PROMPT:
Work through the data line by line, gathering every line that has the word "located".

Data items
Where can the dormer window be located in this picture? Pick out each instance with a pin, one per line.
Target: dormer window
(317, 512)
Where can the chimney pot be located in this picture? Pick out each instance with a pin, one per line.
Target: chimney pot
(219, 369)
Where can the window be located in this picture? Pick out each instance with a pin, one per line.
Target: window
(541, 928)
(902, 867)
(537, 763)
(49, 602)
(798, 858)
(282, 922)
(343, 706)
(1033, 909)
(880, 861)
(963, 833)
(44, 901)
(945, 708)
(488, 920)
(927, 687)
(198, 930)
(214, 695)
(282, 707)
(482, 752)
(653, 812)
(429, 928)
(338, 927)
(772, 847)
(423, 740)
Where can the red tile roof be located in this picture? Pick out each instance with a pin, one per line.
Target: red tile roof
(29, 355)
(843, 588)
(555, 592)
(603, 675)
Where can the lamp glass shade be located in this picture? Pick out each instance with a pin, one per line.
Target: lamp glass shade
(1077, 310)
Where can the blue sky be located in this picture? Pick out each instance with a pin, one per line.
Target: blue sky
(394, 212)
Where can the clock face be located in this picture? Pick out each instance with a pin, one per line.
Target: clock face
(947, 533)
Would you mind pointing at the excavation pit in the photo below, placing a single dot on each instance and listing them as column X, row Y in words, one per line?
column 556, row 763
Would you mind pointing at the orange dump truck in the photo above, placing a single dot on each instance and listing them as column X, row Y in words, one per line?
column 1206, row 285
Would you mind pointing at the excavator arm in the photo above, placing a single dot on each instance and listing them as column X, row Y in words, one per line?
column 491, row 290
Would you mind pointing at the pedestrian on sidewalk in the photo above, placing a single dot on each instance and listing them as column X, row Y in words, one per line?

WRITTEN RESPONSE:
Where can the dormer window be located in this picture? Pick out each instance with a pin, one per line.
Where can the chimney pot be located in this picture? Pick out each instance with a pin, one per line.
Where can the window be located in this picture? Pick out each instance with a pin, one per line.
Where can the red tile roof be located in this picture? Pick out each instance with a pin, one per line.
Where can the lamp glass shade be located in this picture? Pick out each instance with a pin, one per line.
Where can the blue sky be located in this picture? Pick out each instance with a pin, one per line.
Where can the clock face be located in this picture? Pick out each instance with a pin, one per line.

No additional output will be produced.